### TEXTAUSZUG:
● ● ● ● ● ● ●

Neben geeigneter Infrastruktur fehle es vor allem an Budget und Personal. Karin Riebenbauer sagt: «Man kann nicht von Inklusion sprechen, wenn es die Mittel und das Personal dafür nicht gibt. Es fehlen insgesamt 10.000 Lehrpersonen. Und da spreche ich noch gar nicht von Pädagog:innen mit Sonderausbildungen.»

Es sei schlicht absurd, wie schlecht das österreichische Bildungssystem hier aufgestellt sei. Würde der Staat mehr in die Bildung und Ausbildung junger Menschen – mit und ohne Behinderung – investieren, würde man schließlich auch wirtschaftlich profitieren, stellt sie klar: «Wir haben uns das ausgerechnet: Es geht um ungefähr 8.000 Euro, die der Staat pro Jahr pro Kind in die Schulbildung einzahlen müsste. Das ist nichts im Vergleich dazu, was gezahlt werden muss, wenn die Kinder aus der Schule kommen und nicht selbstständig leben können. Sozialunterstützung bis ans Ende des Lebens – das kann nicht das Ziel sein.»

● ● ● ● ● ● ●

### BEREITGESTELLTES MATERIAL:
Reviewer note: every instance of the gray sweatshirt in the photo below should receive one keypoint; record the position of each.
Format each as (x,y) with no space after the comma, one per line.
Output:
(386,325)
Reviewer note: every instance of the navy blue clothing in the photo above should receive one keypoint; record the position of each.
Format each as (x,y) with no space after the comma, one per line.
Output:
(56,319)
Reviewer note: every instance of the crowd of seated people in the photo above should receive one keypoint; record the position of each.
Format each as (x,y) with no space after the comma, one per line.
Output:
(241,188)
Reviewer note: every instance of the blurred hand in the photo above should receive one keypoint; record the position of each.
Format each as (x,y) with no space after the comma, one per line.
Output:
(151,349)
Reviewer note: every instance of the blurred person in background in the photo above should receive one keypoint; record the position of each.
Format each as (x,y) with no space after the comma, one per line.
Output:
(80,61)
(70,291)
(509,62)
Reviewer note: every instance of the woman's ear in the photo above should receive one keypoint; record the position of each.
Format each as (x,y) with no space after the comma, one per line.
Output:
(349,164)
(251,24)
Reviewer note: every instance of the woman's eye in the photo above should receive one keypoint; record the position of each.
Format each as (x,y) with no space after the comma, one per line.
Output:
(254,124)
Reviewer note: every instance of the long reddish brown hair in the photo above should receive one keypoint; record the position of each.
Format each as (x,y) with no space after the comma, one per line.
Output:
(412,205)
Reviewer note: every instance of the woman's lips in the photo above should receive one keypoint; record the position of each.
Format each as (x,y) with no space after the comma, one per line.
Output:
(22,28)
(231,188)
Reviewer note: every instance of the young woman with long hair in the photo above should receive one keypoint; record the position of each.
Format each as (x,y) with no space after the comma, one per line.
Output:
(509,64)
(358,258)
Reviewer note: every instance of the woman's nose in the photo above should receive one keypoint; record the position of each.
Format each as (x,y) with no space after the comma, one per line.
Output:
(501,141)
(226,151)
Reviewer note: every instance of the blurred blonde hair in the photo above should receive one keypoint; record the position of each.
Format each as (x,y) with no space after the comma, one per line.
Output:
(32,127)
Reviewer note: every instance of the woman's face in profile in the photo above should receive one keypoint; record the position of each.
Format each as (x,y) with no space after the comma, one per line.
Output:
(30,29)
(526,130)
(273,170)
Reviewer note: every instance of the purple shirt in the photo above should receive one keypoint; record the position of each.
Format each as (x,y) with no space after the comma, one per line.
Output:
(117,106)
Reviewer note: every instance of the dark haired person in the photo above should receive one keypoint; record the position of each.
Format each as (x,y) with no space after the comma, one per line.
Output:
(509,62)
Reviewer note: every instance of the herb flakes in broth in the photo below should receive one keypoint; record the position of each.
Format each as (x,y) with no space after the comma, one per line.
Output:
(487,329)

● ● ● ● ● ● ●

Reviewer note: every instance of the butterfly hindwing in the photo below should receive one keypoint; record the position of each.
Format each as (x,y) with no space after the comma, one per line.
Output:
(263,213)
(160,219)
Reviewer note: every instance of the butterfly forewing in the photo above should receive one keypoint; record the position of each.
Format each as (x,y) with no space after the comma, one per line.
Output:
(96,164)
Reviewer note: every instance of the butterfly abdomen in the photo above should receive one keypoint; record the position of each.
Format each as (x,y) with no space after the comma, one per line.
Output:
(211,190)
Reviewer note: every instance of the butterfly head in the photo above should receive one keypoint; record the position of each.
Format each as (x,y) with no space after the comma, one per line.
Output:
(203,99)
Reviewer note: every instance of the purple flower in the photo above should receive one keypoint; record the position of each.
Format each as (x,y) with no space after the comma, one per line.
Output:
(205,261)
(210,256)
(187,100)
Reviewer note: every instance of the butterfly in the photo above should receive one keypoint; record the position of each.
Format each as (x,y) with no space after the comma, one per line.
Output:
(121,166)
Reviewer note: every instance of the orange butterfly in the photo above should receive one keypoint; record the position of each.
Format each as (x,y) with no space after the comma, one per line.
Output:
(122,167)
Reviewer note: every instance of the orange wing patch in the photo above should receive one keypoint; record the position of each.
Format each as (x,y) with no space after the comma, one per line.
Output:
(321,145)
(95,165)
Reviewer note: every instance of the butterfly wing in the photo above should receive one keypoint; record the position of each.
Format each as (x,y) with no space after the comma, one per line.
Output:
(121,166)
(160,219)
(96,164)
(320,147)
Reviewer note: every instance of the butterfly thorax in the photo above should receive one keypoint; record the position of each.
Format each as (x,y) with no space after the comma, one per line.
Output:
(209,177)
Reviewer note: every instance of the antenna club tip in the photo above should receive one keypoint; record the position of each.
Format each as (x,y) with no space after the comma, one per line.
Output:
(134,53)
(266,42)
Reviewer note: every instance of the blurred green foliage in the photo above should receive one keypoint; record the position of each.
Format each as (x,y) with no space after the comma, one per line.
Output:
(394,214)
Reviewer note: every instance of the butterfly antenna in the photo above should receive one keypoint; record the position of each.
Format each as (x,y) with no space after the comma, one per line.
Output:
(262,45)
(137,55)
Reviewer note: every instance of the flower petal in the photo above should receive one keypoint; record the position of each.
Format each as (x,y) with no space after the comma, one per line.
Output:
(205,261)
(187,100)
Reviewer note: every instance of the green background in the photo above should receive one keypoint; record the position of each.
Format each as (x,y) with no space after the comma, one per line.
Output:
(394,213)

● ● ● ● ● ● ●

### AUFGABE:
Übersetze bitte den Satz „Sozialunterstützung bis ans Ende des Lebens – das kann nicht das Ziel sein.“ aus dem Textauszug über Inklusion an Schulen ins Englische. Die Datensätze stehen in keinem Zusammenhang mit dem Textauszug.

### RICHTIGE LÖSUNG:
Social support until the end of one's life – that cannot be the goal.